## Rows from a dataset
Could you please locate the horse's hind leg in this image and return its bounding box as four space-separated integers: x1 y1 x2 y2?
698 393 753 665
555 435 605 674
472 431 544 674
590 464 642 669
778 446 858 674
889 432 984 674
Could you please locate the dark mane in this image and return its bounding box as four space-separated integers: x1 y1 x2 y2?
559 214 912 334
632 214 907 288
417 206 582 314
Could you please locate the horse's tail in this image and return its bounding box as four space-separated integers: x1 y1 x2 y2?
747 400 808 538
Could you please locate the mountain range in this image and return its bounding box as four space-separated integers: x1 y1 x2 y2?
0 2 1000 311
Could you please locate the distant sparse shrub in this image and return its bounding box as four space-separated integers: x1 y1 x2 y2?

## Goal
Repeat each row above word for word, keeping the same order.

## Solution to this problem
Could you please locate the horse's hind leg in this image and return its bounding box as four space-separated integers: x1 y1 x2 y2?
698 393 753 665
555 435 605 674
472 431 544 674
590 464 642 669
778 446 858 674
889 432 984 674
Could you please locate the dark mane in this image and return its bounding box as four space-separated integers: x1 y1 x2 y2?
559 214 912 334
632 214 907 288
417 206 582 314
Could you please locate the horse's tail in this image and return its bounding box as four space-separated integers: x1 y1 x2 y2?
747 400 808 538
Could you please locate the mountain range in this image and return its bounding box as four space-separated integers: x1 y1 x2 y2?
0 2 1000 311
Could you please locate the distant sparse shrub in this image and return its bounding box as four space-separated integers: x1 y1 x2 y2?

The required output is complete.